━━ Passage provided
1. Global Configuration (Admin)
Admins control whether the autocomplete feature is available on the server.
1. Configuring Autocomplete (Global)
Admin Panel Settings: Go to Admin Settings > Interface > Task Model and toggle Autocomplete Generation.
2. User Configuration (Personal)
Even if enabled globally, individual users can turn it off for themselves if they find it distracting.
- Go to Settings > Interface.
- Toggle Autocomplete Generation.
If the Admin has disabled Autocomplete globally, users will not be able to enable it in their personal settings.
Performance & Troubleshooting
Why aren't suggestions appearing?
- Check Settings: Ensure it is enabled in both Admin and User settings.
- Task Model: Go to Admin Settings > Interface and verify a Task Model is selected. If no model is selected, the feature cannot generate predictions.
- Latency: If your Task Model is large or running on slow hardware, predictions might arrive too late to be useful. Switch to a smaller model.
━━━━
━━ Material provided
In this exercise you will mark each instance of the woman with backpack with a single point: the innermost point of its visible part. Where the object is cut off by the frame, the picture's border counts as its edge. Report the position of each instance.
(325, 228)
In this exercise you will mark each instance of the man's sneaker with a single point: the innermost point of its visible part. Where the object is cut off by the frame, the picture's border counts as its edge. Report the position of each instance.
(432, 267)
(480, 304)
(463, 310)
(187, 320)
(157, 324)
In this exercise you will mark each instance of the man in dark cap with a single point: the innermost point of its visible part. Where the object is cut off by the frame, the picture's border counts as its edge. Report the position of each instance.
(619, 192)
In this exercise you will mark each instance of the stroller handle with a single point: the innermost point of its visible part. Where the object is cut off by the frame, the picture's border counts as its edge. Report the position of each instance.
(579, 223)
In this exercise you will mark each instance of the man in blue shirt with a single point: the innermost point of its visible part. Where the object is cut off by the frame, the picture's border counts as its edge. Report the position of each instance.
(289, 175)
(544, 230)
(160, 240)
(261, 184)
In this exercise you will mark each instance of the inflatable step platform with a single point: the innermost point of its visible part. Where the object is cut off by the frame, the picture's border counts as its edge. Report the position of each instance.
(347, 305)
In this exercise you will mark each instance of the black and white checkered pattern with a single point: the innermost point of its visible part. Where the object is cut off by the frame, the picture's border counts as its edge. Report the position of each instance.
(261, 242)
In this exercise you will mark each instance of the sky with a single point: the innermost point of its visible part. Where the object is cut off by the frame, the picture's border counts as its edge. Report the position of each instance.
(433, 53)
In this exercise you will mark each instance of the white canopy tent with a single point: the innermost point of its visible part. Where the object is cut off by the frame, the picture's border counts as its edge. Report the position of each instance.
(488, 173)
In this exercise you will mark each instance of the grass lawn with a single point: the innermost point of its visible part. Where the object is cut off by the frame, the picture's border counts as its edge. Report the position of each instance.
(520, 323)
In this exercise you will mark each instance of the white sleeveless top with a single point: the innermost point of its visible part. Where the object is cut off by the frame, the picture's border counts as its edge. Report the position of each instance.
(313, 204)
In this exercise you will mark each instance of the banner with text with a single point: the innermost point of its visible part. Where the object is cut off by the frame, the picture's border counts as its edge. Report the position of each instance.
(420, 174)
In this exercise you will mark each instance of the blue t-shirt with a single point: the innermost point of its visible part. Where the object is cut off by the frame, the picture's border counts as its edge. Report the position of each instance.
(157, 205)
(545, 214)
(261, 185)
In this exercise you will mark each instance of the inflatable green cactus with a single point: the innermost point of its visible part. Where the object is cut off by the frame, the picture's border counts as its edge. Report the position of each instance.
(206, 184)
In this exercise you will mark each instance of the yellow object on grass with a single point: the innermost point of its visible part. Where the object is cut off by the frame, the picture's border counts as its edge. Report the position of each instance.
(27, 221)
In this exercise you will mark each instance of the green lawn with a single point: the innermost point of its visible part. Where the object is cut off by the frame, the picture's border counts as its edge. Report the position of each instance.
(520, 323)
━━━━
**Work instructions:**
• 1. According to the text on autocomplete settings, what happens to users' personal settings if the Admin has disabled Autocomplete globally?
• 2. Write the next part of the text on autocomplete settings, picking up right after its final sentence.

**Results of the tasks:**
• 1. Users will not be able to enable Autocomplete in their personal settings.

• 2.
- Reasoning Models: Ensure you are not using a "Reasoning" model (like o1 or o3), as their internal thought process creates excessive latency that breaks real-time autocomplete.
Performance Impact
Autocomplete sends a request to your LLM essentially every time you pause typing (debounced).
- Local Models: This can consume significant GPU/CPU resources on the host machine.
- API Providers: This will generate a high volume of API calls (though usually with very short token counts). Be mindful of your provider's Rate Limits (Requests Per Minute/RPM and Tokens Per Minute/TPM) to avoid interruptions.
For multi-user instances running on limited local hardware, we recommend disabling Autocomplete to prioritize resources for actual chat generation.